Sounds great!  My preliminary idea is a watchcircle initiate jedi consular, focused around using the farseeing power to grant rerolls on attk rolls to the party.

Could change though.


----------



## perrinmiller

Not familiar with that idea.  Still using a lightsaber and focusing on melee combat?


----------



## Songdragon

Perrin... It is from Knights of the Old Republic book... pg 25. In the Consular Talents.

Reviews I have read of the Watch Circle Initiate (which is a talent you need for the rest of the talents)... are so-so... Some like it, while others are not so hot on the idea. I guess it all depends what you want to do as a Jedi. In Visionary Attack talent, you give up farseeing in your force suit to allow reroll of an attack if your UtF check is above the enemy's Will save. And Visionary Defense gives you a +5 to Ref defense if you do similar above.

Interesting concept, pricey in talents... and you would need several farseeing powers in your suite to make it worth while.

*Work instructions*
**A.** From the forum thread about the Jedi consular character, list every talent named in it.
**B.** Continue the forum thread about the Jedi consular character from its last post onward.

*Listed records*

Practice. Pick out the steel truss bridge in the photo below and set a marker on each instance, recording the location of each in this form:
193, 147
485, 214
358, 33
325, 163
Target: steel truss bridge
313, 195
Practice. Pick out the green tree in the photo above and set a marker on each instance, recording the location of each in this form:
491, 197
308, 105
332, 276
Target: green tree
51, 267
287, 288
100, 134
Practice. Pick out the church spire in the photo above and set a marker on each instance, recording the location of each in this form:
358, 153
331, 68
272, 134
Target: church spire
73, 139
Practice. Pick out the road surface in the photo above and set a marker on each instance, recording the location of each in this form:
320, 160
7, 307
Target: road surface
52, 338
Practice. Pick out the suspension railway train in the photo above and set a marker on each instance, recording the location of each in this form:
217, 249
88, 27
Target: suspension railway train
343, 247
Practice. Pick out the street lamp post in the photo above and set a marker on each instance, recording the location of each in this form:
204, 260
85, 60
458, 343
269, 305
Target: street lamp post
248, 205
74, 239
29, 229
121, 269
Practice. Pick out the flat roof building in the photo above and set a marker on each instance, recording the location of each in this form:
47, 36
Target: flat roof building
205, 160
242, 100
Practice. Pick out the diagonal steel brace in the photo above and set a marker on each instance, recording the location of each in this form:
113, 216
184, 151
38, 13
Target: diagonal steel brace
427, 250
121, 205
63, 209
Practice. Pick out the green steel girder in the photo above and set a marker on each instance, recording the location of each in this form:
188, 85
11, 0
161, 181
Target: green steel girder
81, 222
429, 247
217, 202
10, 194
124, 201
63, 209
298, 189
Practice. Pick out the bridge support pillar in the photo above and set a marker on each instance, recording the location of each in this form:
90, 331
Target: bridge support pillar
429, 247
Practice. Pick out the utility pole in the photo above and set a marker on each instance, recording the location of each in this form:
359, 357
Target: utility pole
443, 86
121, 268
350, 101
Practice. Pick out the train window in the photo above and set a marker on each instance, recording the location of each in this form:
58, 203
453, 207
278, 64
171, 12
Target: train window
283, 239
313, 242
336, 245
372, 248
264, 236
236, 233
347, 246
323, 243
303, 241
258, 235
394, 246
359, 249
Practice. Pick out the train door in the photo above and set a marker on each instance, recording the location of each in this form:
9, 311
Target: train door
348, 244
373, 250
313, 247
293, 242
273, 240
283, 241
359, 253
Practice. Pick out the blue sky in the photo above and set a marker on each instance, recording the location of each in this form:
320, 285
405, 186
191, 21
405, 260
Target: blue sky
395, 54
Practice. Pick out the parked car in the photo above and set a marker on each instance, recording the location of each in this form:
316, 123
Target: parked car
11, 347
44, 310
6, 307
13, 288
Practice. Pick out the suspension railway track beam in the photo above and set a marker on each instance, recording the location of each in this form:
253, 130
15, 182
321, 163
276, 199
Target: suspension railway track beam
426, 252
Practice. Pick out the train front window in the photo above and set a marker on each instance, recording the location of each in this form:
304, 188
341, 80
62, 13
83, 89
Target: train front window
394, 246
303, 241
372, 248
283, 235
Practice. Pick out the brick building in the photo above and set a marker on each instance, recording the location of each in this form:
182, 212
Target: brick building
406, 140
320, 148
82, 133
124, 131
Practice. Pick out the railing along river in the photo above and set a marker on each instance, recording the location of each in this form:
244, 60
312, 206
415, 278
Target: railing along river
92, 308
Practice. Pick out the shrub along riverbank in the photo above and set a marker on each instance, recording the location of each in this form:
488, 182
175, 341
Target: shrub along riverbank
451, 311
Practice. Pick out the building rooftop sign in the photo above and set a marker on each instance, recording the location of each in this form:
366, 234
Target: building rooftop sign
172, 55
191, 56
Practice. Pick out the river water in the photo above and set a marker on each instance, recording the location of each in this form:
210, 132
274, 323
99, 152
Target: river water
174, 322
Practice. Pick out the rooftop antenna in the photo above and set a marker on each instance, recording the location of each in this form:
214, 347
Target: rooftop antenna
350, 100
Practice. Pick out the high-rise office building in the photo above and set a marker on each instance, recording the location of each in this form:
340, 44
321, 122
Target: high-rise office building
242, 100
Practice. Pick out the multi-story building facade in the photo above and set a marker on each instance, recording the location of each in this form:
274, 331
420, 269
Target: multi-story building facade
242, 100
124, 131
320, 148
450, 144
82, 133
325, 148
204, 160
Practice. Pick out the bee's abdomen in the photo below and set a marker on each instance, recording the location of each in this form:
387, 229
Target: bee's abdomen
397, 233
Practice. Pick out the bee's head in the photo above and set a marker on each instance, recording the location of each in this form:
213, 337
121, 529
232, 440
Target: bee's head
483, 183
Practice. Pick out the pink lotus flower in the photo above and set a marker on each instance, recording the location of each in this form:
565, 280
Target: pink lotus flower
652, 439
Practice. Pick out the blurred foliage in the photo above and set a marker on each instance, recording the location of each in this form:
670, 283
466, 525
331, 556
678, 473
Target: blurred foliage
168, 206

*Per-task outputs*
**A.**
Watch Circle Initiate
Visionary Attack
Visionary Defense

**B.**
----------



## Binder Fred

Hey there, ToasterFerret, just wanted to say *hi* to the new guy on the block. <waves>


----------



## Binder Fred

Hey there folks!

Took Soldier level 1:
Reset FP to 6
+8 HP
+1 BAB
+1 Fort
+1 Will
+1 Ref
Talent: Devastating Attack
3rd level Feat: Mighty Swing (with a _'multiple strike' _in-game SFX)
Soldier Begining Feat: 

Thing I'd like a ruling for, please: For the Soldier begining feat, I got to admit that neither armor training nor range weapon training really appeal to me as feats suitable for Sloor. Could I take *Advanced Melee WP* instead?


----------



## Songdragon

I hear you Binder... The solider starting feats do not do too much for someone that is ranged or does not want me be ranged. I have wondered too myself why AP: Advanced Weapons is not a solider thing, but then realize that not all soldiers are from technological places. But the nice thing about a campaign, is that you can always ask a GM for other options...  I know I would even consider Martial Arts I.


----------



## Binder Fred

Songdragon said:


> *TB* - Droid - used mainly for our first aid. Great commentary on organics (technically Sloor's)



"Whatdaya mean_ 'technically'_??? I gawt the (only slightly forged) papers right here!" 

The Rogue's Gallery is over here, by the way.


----------



## toasterferret

I actually think I'm going to go for a mobile, dual wielding Jedi, instead of my earlier idea.  The watchcircle initiate would be better suited for an all jedi party, where taking a stack of foreseeing powers wouldnt cripple the force abilities of the group and party support is more of a commodity.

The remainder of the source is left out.